● **Task directions**
Pull out every line in the rows below that contains the string "ground", and copy each one in full.
------------------------------------
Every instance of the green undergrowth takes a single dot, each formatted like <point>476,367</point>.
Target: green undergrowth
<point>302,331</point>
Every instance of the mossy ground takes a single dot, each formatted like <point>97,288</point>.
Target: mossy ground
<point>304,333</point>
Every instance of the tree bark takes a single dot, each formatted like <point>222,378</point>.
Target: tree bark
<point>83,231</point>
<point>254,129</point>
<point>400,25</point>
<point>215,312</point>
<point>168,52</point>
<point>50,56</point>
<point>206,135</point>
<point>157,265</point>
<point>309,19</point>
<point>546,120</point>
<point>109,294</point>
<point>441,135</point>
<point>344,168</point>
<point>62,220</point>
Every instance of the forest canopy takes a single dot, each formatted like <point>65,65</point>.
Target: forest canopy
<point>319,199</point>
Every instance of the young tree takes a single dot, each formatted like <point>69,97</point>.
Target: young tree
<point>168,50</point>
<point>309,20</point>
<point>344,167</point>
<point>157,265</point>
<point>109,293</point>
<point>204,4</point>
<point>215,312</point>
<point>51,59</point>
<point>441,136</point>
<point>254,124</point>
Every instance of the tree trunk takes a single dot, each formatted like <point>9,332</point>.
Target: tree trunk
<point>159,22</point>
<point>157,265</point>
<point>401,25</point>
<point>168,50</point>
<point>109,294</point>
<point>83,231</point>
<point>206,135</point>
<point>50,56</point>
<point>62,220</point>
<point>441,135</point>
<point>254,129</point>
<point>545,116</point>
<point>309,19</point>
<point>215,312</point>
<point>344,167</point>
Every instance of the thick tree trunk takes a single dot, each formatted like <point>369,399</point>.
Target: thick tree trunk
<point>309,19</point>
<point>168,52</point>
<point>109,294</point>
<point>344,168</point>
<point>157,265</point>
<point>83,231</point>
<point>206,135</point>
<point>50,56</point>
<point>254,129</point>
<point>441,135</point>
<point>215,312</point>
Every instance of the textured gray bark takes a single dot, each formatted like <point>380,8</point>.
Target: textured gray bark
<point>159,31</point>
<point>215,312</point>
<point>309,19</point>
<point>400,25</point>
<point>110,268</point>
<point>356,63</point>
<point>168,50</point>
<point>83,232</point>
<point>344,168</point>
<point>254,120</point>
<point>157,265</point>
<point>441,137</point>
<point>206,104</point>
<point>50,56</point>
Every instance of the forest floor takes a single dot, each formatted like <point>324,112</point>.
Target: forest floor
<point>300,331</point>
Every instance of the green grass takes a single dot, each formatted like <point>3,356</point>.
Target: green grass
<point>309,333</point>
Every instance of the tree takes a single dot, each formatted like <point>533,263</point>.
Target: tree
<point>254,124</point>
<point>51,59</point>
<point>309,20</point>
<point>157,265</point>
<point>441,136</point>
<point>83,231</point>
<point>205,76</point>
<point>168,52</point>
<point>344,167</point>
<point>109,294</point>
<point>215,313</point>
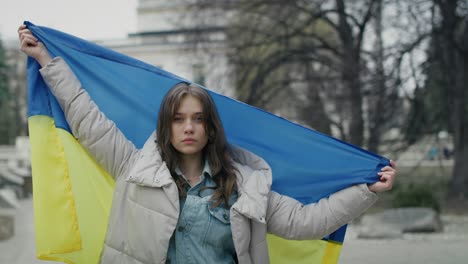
------------------------------------
● **Written reply**
Every instance of the mossy ground takes a single dot, each formatted like <point>97,288</point>.
Target: mossy ground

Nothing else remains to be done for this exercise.